WORK REQUIRED » Please retype the data in full and exactly; the pictures are not part of the copy.

[Begin DATASET ROWS]

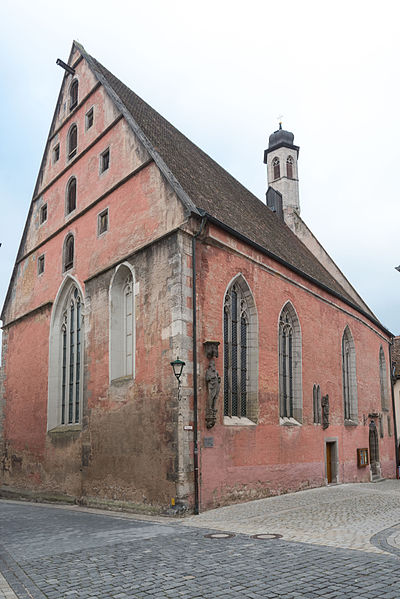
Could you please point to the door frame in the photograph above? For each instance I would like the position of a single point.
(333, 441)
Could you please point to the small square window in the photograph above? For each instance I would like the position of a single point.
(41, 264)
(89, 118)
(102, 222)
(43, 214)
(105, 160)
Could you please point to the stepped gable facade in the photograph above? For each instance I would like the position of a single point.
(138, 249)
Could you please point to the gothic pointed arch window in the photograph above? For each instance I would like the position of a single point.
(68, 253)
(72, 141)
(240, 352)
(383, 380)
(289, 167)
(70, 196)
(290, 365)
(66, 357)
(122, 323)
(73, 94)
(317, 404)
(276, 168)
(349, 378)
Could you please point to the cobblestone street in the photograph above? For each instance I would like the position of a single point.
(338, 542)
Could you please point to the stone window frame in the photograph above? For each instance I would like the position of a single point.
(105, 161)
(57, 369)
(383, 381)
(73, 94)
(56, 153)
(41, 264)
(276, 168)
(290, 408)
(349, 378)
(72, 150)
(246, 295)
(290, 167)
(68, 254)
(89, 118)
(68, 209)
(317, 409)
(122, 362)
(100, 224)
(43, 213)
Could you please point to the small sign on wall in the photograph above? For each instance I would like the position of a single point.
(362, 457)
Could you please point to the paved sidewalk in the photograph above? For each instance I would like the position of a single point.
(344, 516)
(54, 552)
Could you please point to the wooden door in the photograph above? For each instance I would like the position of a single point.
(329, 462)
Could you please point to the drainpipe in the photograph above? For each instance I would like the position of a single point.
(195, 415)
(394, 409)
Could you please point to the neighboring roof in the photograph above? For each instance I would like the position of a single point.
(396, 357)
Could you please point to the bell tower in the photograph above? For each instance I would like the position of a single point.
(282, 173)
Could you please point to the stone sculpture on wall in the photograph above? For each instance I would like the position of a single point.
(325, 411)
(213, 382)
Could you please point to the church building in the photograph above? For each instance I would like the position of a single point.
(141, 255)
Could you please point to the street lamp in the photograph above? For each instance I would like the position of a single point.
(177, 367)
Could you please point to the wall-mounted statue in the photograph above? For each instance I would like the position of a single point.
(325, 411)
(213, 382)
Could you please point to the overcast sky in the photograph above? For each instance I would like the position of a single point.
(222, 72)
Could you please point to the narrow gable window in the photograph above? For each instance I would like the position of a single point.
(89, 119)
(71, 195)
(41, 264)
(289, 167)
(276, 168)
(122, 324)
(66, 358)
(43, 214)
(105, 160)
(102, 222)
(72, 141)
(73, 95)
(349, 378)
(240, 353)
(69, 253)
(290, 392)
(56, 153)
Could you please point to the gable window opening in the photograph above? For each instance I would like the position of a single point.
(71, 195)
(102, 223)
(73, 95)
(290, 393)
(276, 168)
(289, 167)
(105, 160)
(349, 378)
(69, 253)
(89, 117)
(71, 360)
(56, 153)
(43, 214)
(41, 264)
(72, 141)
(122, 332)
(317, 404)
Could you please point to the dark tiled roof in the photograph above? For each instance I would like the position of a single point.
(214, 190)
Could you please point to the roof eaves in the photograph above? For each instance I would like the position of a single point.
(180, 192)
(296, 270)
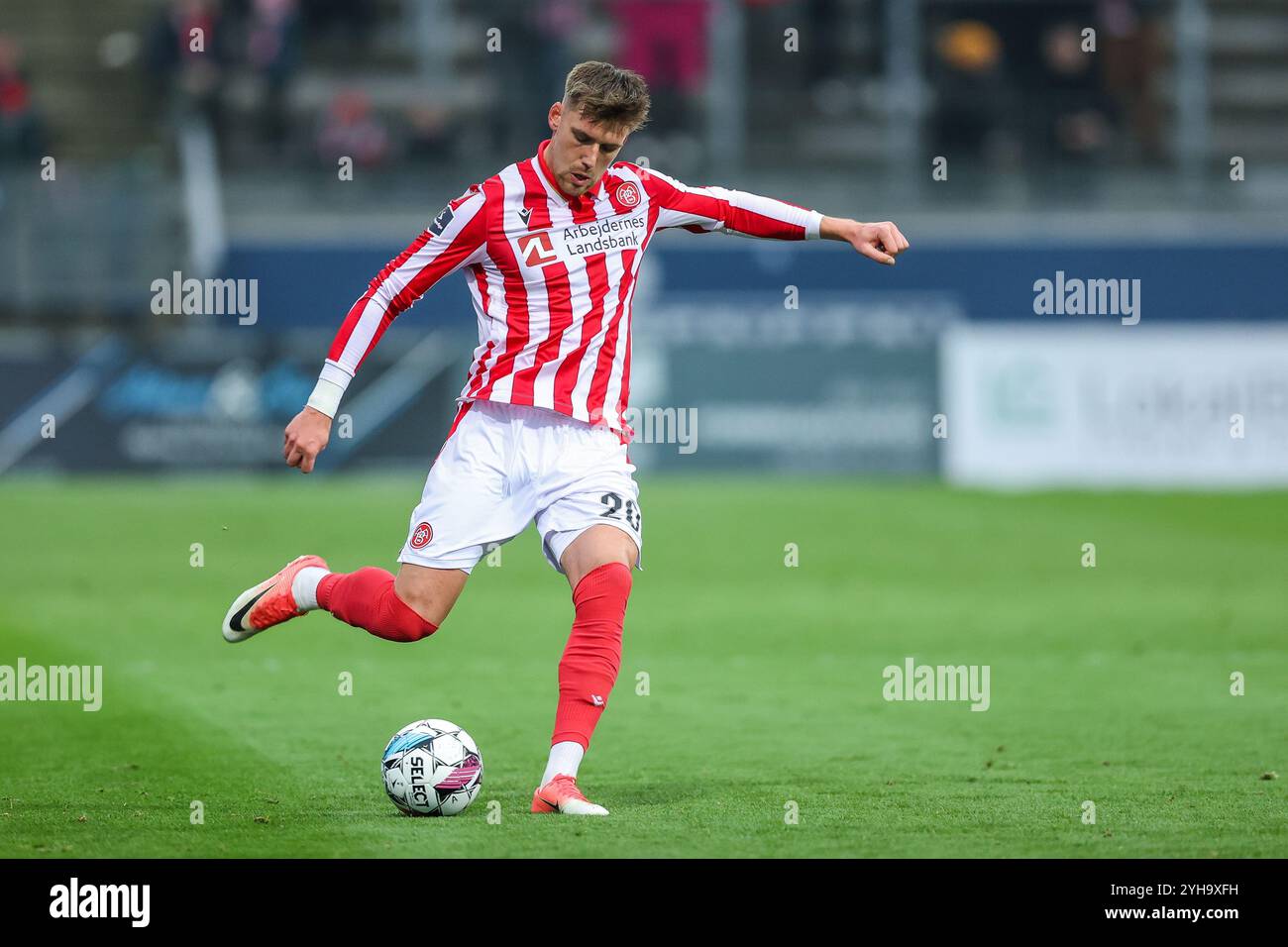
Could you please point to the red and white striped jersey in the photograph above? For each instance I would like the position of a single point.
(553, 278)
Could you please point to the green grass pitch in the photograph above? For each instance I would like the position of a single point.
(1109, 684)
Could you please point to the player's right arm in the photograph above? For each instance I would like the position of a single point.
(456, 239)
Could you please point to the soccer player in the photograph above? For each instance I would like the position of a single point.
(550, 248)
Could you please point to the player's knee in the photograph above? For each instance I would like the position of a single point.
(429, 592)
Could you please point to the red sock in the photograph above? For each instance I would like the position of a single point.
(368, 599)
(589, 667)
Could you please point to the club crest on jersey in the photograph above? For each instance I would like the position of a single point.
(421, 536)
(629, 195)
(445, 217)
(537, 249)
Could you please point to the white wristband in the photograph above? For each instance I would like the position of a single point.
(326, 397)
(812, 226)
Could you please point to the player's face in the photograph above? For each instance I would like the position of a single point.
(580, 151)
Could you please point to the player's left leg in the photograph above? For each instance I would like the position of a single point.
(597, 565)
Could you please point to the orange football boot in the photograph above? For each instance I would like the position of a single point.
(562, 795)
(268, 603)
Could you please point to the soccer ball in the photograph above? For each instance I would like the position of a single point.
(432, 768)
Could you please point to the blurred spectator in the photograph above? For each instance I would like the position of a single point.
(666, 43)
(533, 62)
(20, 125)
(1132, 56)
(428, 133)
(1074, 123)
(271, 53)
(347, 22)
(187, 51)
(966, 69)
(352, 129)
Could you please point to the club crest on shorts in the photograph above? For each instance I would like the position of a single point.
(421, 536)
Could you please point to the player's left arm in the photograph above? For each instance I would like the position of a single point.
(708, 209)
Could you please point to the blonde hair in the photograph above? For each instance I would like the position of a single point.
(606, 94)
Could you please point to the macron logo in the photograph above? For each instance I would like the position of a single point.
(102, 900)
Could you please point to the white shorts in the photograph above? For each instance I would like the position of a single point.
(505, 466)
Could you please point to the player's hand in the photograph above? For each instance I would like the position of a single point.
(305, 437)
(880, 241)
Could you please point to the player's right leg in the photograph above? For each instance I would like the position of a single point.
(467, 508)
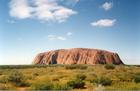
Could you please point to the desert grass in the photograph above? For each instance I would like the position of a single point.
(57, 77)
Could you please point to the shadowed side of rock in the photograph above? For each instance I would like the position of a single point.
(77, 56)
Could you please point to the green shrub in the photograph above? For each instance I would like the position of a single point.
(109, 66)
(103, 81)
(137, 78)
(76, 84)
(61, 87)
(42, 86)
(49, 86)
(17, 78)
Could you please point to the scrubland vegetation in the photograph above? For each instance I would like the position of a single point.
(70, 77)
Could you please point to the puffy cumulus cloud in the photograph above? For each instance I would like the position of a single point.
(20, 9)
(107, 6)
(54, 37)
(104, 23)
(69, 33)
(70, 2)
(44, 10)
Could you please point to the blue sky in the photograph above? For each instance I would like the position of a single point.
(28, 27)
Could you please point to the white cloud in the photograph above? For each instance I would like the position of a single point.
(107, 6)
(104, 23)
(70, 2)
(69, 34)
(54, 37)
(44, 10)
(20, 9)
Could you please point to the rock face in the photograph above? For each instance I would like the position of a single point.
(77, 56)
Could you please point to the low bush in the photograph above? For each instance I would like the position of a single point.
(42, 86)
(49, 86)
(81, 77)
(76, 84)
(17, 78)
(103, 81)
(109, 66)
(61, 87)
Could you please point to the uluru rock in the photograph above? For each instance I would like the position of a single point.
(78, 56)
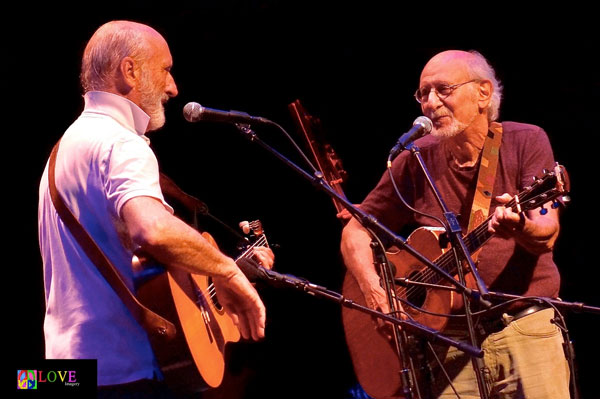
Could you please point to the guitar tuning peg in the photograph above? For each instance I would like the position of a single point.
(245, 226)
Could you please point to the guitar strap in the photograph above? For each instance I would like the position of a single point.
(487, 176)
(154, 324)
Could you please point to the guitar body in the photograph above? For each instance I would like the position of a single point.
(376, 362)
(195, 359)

[End DATASET ROWS]

TASK SOLUTION »
Could you please point to the door frame in the photograph above? For each instance I would like the position of a single point.
(333, 441)
Could you please point to the small square window in the photograph above? For each instance I would like the position of a single point.
(41, 264)
(89, 118)
(102, 222)
(43, 214)
(105, 160)
Could you please point to the stepped gable facade in the photograph above? For each instance I would like the position of a single point.
(138, 249)
Could you please point to the gothic pointed arch window in the photograph above? For each instance I would like the position of a single point.
(68, 253)
(72, 141)
(240, 352)
(383, 380)
(289, 167)
(70, 196)
(290, 365)
(66, 357)
(122, 323)
(73, 94)
(317, 404)
(276, 168)
(349, 378)
Could you please point to the cobblestone street in the photograph above? For each instance I would like the position of a single point.
(338, 542)
Could you please point to the stone window frame in the photograph above? For each instance I would like the position of a single point.
(105, 161)
(57, 369)
(383, 381)
(73, 94)
(56, 153)
(41, 264)
(276, 168)
(290, 408)
(349, 378)
(72, 150)
(246, 295)
(290, 167)
(68, 254)
(89, 118)
(68, 209)
(317, 409)
(122, 362)
(100, 224)
(43, 213)
Could you please point to the small sign on wall in the photograph above? For each instance I would like the position of a single point.
(362, 457)
Could you please point to the paved sidewalk in the photograph above? For each instance I would like the position of a single point.
(344, 516)
(54, 552)
Could you please point to the wooden door in the photograph above? For each instance I would like the position of a single point.
(329, 462)
Could you please point to the drainpipe in the photograph above? For each instance I would like the position of a single point.
(195, 415)
(394, 409)
Could you please point to the neighboring roof in the photograph above? For each instance I would like the position of a single point.
(396, 357)
Could you please point to the bell tower in the photograph above? For each instance I would like the position of a single point.
(282, 173)
Could you please point to the stone sculpture on wall in the photograph above? For each instance I would like the position of a single point.
(325, 411)
(213, 382)
Could you please point to the church building in the photograph above? For each instance I would like the position of a single point.
(141, 255)
Could you please point to the street lamp in the photograph above? For each instance I would like the position of a single point.
(177, 367)
Could you please point to the wall-mounted statue in the photograph above? For each instance I would like the position of a single point.
(325, 411)
(213, 382)
Could you please point to the overcast sky in the photograph above? For each instance I would like the position of a single point.
(222, 72)
Could you please point to the narrow gable window in the photograph above? For each instance I would like the position of a single point.
(89, 119)
(71, 195)
(41, 264)
(289, 167)
(276, 168)
(122, 324)
(66, 358)
(43, 214)
(105, 160)
(102, 222)
(72, 141)
(73, 95)
(349, 378)
(240, 353)
(69, 253)
(290, 392)
(56, 153)
Could you please point to the gable window opening in the photograph above? For each instance I would like the position of a single point.
(71, 195)
(102, 223)
(73, 95)
(290, 393)
(276, 168)
(289, 167)
(105, 160)
(349, 378)
(69, 253)
(89, 117)
(71, 360)
(56, 153)
(43, 214)
(41, 264)
(72, 141)
(122, 332)
(317, 404)
Could you please point to the dark tiled roof in the photograph above? For each instance I would like the position of a single point.
(214, 190)
Could you please point to the roof eaves in the photograph above? For each instance I would like the position of a single point.
(180, 192)
(296, 270)
Could you please point to the red and white striped jersey in the photograph above? For each instance I would like the position of a single point.
(553, 278)
Could you please point to the green grass pitch in the photograph above? For each instance I would like the position of a single point.
(1109, 684)
Could you please point to the player's right arm in the photograph above? For each instance I would like the position of a single point.
(456, 239)
Could you please point to the soccer player in the photograph above? For each instance I would like the position of a single point.
(550, 248)
Could you please point to the player's knee in the photograph above? For each instance I would like the position of a single point.
(429, 592)
Could you please point to the red sock in the photograph above? For each instance I would like the position of a single point.
(368, 599)
(589, 667)
Could you please point to the club crest on jersey in the photograph above? For each instance I would like the position of a single point.
(421, 536)
(629, 195)
(445, 217)
(537, 249)
Could you please point to the white wristband in the photograph above? For each instance I would like the position of a single point.
(326, 397)
(812, 226)
Could you please point to the player's face in the photograph above? For each instance I would like the position of a single point.
(580, 151)
Could you please point to the player's left leg in the photograph above? For each instance I would like the position of a single point.
(597, 565)
Could you please point to the orange football boot in the photograph above? For each instance I would like the position of a single point.
(562, 795)
(268, 603)
Could you please point to the soccer ball in the photograph above? For each instance I would like the position of a single point.
(432, 768)
Could you please point to the blurred spectator in the photograph above? For each instance I would like the position of a single point.
(666, 43)
(533, 62)
(20, 125)
(1132, 56)
(428, 133)
(1074, 123)
(271, 53)
(347, 22)
(187, 51)
(966, 69)
(352, 129)
Could you please point to the club crest on shorts in the photograph above? For each instance I would like the position of a single point.
(421, 536)
Could you please point to the player's left arm in the photograph above? For each instance I would like the position of a single point.
(708, 209)
Could you please point to the blonde hair in the photograph above? For each instance I would like the position of a single point.
(606, 94)
Could you please point to the macron logo in the photograph above? For each instance I would like the position of a single point.
(102, 900)
Could you please point to the white shorts in the photograph above? For each instance I would like the position of a single point.
(505, 466)
Could you please point to the player's hand in the photograph above? For each instance I would like the position of a single point.
(305, 437)
(880, 241)
Could you please point to the player's right leg in the photograph above? For each instance I would like the position of a single point.
(467, 508)
Could you please point to the desert grass in the photograph above? For each instance I would like the position of a single point.
(57, 77)
Could you please point to the shadowed side of rock in the photograph above? For each instance I would like the position of a single point.
(77, 56)
Could you please point to the green shrub in the photograph above? For each instance I would like the position of a single point.
(109, 66)
(103, 81)
(137, 78)
(76, 84)
(61, 87)
(42, 86)
(49, 86)
(17, 78)
Could you please point to the scrubland vegetation in the photograph above? For each instance I would like the position of a single point.
(70, 77)
Could you please point to the puffy cumulus cloud in the photograph above? For each instance I would like the position of a single point.
(20, 9)
(107, 6)
(54, 37)
(104, 23)
(69, 33)
(70, 2)
(44, 10)
Could you please point to the blue sky in the photograph above? For each instance I would like the position of a single point.
(28, 27)
Could you please point to the white cloud in the photograph above? For each instance I would like the position of a single point.
(107, 6)
(104, 23)
(70, 2)
(69, 34)
(54, 37)
(44, 10)
(20, 9)
Could you please point to the rock face in the photograph above? For each instance I would like the position of a single point.
(77, 56)
Could you please point to the low bush in the photograph above? For each instance I would like the position of a single point.
(42, 86)
(49, 86)
(81, 77)
(76, 84)
(17, 78)
(103, 81)
(109, 66)
(61, 87)
Could you please point to the uluru rock in the photograph above? For each instance I would like the position of a single point.
(78, 56)
Could you please point to the guitar tuning peg in the photograph above? For each instance I would like the position of a single point.
(245, 226)
Could you please point to the guitar strap in the photograph above? For each instance I would like the position of a single point.
(487, 176)
(154, 324)
Could you please point to the guitar body in the photograph above? For each instance I would like the position of a single point.
(376, 362)
(195, 359)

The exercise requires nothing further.